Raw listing
START
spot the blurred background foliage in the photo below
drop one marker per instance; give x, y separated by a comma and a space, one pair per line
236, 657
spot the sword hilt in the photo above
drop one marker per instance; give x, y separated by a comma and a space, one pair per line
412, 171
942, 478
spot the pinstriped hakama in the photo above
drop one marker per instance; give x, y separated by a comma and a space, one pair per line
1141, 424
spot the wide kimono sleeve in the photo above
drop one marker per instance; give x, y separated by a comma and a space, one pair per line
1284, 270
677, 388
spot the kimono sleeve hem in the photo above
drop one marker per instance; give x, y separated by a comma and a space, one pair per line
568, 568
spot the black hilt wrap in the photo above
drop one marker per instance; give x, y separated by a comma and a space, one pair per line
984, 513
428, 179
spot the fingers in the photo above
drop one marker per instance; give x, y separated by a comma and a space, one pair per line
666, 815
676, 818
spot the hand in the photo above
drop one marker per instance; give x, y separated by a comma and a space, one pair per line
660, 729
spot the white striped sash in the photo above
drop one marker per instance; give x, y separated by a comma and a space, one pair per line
END
JOB ->
Reproduce the part of the listing that opens with the line containing "spot the hand in the photo above" and runs through the end of the listing, swapping "marker" for "point" and leaving everything else unchanged.

TASK OUTPUT ->
spot the hand in the photo above
drop one point per instance; give x, y separated by a comma and a space, one pair per line
660, 729
spot the white striped sash in the photo above
drop one point per instance; give x, y separated by a comma and a space, one pair per line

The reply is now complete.